THINGS TO DO:
**a.** In the article on COVID-19 herd immunity, why do scientists in India believe more people will need protection in its densely populated cities than in its countryside? Answer in one to three sentences.
**b.** Carry on the article on COVID-19 herd immunity, starting after its final sentence.

PASSAGE FOR REVIEW:
Health officials around the world are racing to vaccinate enough people to stop the spread of COVID-19, but what qualifies as “enough” is still an open question.
The goal is to get to “herd immunity,” which is when enough people have immunity, either from vaccination or a past infection, to stop uncontrolled spread.
Herd immunity doesn’t make any one person immune, and outbreaks can still flare up. It means that a virus is no longer easily jumping from person to person, helping to protect those who are still vulnerable to catching it.
Nobody knows for sure what the herd immunity threshold is for the coronavirus, though many experts say it’s 70 percent or higher. And the emergence of variants is further complicating the picture.
Here’s what’s known about the virus and herd immunity.
How is the herd immunity threshold calculated?
It's a formula based on how contagious a virus is — or how many people catch the virus from one infected person, on average.
But the calculation offers only a broad target for when there might be a big drop off in spread. The figure could also vary by region.
“It’s not 64.9 is terrible and 70.1 is fantastic,” said Dr. Walter Orenstein, an infectious disease expert at Emory University.
Orenstein notes vaccination levels and other factors that affect spread could differ even within a city.
How do we know we’ve reached herd immunity?
Proof that we're nearing herd immunity would be a "disruption in the chain of transmission," said Ashley St. John, who studies immune systems at Duke-NUS Medical School at Singapore.
But don't wait for any big declaration that we’ve reached that milestone.
To determine whether to relax restrictions, health officials will be watching infection and hospitalization trends as vaccinations roll out. And those decisions are likely to begin long before the ideal herd immunity threshold is reached, though they will be gradual and vary by region.
In India, for instance, scientists believe that more people will need to be protected in densely populated cities, where the virus spreads faster, than in its vast countryside.

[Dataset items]

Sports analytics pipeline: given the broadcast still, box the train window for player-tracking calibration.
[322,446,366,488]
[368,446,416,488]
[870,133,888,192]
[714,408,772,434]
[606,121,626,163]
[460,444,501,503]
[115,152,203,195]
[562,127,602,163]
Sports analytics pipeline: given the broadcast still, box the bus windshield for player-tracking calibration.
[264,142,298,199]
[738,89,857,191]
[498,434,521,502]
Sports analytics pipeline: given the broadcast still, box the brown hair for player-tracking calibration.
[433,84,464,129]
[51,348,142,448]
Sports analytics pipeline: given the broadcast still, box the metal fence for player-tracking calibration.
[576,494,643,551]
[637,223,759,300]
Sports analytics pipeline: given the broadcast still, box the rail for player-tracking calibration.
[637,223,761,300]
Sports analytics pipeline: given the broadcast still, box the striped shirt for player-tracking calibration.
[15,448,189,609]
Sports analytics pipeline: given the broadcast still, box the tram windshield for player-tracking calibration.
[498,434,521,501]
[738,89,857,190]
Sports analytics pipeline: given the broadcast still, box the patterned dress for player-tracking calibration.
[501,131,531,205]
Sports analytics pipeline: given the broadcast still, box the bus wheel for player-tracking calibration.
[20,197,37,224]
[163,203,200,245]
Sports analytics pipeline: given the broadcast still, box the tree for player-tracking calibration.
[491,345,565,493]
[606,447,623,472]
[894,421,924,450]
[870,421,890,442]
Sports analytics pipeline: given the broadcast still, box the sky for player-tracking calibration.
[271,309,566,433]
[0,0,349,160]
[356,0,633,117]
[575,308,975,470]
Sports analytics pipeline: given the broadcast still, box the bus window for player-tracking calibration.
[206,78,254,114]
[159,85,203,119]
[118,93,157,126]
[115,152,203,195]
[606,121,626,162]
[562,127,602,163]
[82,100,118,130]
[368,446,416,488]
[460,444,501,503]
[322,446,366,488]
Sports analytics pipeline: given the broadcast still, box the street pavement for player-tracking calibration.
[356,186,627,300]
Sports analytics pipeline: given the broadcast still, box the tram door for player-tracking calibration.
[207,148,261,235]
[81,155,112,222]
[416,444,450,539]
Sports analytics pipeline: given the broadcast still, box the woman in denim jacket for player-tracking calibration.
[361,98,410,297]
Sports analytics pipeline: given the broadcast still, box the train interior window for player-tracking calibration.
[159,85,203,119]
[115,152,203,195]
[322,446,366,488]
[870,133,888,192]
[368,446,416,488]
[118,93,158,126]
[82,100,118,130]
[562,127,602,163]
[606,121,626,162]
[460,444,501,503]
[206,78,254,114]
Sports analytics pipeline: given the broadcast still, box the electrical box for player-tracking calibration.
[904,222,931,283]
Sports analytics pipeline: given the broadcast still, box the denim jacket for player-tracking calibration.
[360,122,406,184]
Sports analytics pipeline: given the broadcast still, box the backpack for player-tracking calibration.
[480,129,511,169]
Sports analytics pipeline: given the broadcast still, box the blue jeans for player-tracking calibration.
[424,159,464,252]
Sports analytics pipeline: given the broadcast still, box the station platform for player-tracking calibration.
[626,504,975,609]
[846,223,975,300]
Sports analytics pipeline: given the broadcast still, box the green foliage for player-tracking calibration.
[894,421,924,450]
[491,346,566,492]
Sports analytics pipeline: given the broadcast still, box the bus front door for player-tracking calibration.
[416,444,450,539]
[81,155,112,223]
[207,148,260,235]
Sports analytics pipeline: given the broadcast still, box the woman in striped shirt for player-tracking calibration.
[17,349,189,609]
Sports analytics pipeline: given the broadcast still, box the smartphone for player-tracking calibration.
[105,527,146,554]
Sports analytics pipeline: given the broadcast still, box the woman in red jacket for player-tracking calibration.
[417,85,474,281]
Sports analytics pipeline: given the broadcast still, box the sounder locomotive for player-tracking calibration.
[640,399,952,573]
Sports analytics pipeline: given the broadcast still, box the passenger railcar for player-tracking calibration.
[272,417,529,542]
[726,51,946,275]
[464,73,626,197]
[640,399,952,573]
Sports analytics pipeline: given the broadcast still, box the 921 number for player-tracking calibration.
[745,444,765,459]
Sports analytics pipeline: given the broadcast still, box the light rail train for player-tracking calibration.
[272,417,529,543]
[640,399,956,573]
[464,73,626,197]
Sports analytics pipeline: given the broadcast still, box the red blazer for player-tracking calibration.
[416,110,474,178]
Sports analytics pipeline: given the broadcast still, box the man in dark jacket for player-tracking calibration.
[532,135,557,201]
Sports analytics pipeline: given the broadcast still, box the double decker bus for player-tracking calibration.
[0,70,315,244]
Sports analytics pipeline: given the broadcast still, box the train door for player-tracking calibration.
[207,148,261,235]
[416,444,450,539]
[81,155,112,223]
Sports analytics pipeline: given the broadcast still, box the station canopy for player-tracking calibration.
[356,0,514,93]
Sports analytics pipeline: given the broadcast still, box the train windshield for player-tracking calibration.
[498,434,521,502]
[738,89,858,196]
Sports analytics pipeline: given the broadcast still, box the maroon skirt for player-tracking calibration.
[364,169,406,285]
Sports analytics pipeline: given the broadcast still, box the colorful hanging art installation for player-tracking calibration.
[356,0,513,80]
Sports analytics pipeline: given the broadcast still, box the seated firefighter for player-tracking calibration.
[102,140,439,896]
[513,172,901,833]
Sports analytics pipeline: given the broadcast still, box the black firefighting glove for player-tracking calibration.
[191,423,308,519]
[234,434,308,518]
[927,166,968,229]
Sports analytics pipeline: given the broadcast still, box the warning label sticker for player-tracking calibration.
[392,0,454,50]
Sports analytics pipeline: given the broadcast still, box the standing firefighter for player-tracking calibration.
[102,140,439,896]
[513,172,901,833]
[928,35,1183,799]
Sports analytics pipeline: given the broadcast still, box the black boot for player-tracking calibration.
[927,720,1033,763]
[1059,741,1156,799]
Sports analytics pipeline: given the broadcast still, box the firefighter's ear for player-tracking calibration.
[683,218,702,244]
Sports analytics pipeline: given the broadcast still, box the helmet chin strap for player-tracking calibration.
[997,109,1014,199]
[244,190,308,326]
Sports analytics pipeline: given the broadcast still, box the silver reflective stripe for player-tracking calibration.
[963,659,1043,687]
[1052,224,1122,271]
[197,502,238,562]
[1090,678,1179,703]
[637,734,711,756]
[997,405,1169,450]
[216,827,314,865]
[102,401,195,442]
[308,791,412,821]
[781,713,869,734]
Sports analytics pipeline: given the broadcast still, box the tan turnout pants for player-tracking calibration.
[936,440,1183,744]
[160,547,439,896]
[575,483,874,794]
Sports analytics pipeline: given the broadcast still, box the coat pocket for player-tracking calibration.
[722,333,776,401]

EXERCISE RESPONSES:
**a.** The virus spreads faster in densely populated cities. So a larger share of people there must be protected to stop uncontrolled spread than in India's vast countryside.

**b.**
India plans to look for antibodies in people nationally to figure out what percentage of its nearly 1.4 billion people have already been infected, said Dr. Jayaprakash Muliyil, who is advising the government on virus surveillance.
Vaccine effectiveness also plays a role. Fewer people need to be vaccinated to achieve herd immunity if the shots have higher efficacy.
How do coronavirus variants affect herd immunity?
It depends on the protection that past infection or vaccination gives you from the variant.
If vaccines were to prove notably less effective against a variant, it would require vaccinating an even greater portion of the population or updating existing vaccines to make them more effective, Orenstein said.
So far, it appears the shots provide at least some protection from the most worrisome variants. But scientists are still studying the situation, and worry about further mutations.
The variants have underscored the importance of vaccinating people as quickly as possible. Slowing transmission is critical since viruses can mutate when they infect people.
Does herd immunity have to be global?
Global herd immunity is ideal but unlikely.
Rich nations have reserved most vaccines that will be manufactured this year. In the U.S., for example, officials have said enough people could be vaccinated by fall to start to return to normal.
Differences in vaccination levels among countries are also why many experts believe the virus will never be completely stamped out.
Can herd immunity wear off?
It’s not known how long immunity lasts, either after vaccination or from an infection, though experts believe it should be at least several months.
Still, booster shots could be necessary down the road. And though the current COVID-19 vaccines are expected to work on the variants identified in the United Kingdom and elsewhere, it's possible the virus could mutate enough over time that the shots would need to be updated.
Mutations in influenza viruses, for example, are why we get flu shots every year. But experts note coronaviruses generally do not mutate as easily.
What if the COVID-19 vaccines don’t prevent infection?
The COVID-19 vaccines rolling out now appear very effective at preventing people from getting sick. We don't know yet how good they are at stopping transmission, but experts say they should help greatly reduce the spread of the virus.
Even if you get infected after vaccination, your body should shed less virus and for a shorter time, said Deborah Fuller, a vaccine expert at the University of Washington.
Dr. Anthony Fauci, the top U.S. infectious disease expert, on Wednesday noted the public health benefit of getting vaccinated, given the potential for reduced spread.
“It’s not only good for you and your family and your community, it will have a very important impact on the dynamics of the outbreak in our country," he said.